Given passage:
^^^^^^^^^^^^^^^^

WHAT TO DO IF YOU MISS STRENGTH TRAINING DAYS

If you are training, not just working out at the gym, but doing a program that requires that you do certain things at certain times throughout the week with specified amounts of weight, you are approaching strength training in a way that most people do not because most people do not have the wherewithal to put together six months of actual dedicated training, even really much less, six weeks. If you're actually training with weights, you're on a schedule and you don't miss workouts, then you are doing something that very few people do. Very few people approach their training in this way. But if you approach it this way, you get results: you get stronger and you get bigger. In fact, if you want to get bigger and stronger, there's no other way you can approach it. You have to put the some thought into the workouts that you're going to do: when you're going to do them, how you're going to do them, what you're going to do them with, your equipment... Primarily the schedule.

The schedule is extremely important if you're going to actually train. Your schedule will depend on your level of training advancement. The level of training advancement is discussed in excruciating detail in "Practical Programming for Strength Training". If you're actually interested in doing this correctly, you need to get that book and read it a couple of times and set your workouts up correctly.

For someone just starting off who is a what Mark Rippetoe calls a novice, every one of your workouts will pretty much be a total body workout, and every one of those workouts will feature an increase in weight on all of the exercises that you do that day. If you're starting off in the typical novice fashion:

  1. You're going to squat, you're going to bench press, and you're going to deadlift on Monday.

^^^^^^^^^^^^^^^^

Short exercise: Can you output, word for word, everything in the passage on missed strength training days from "The schedule is" down to "deadlift on Monday."? The data after this point comes from a different source than the passage on missed training days.

Stored data:
^^^^^^^^^^^^^^^^

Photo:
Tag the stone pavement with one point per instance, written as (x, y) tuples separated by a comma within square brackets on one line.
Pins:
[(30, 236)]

^^^^^^^^^^^^^^^^

Result of the exercise:
The schedule is extremely important if you're going to actually train. Your schedule will depend on your level of training advancement. The level of training advancement is discussed in excruciating detail in "Practical Programming for Strength Training". If you're actually interested in doing this correctly, you need to get that book and read it a couple of times and set your workouts up correctly.

For someone just starting off who is a what Mark Rippetoe calls a novice, every one of your workouts will pretty much be a total body workout, and every one of those workouts will feature an increase in weight on all of the exercises that you do that day. If you're starting off in the typical novice fashion:

  1. You're going to squat, you're going to bench press, and you're going to deadlift on Monday.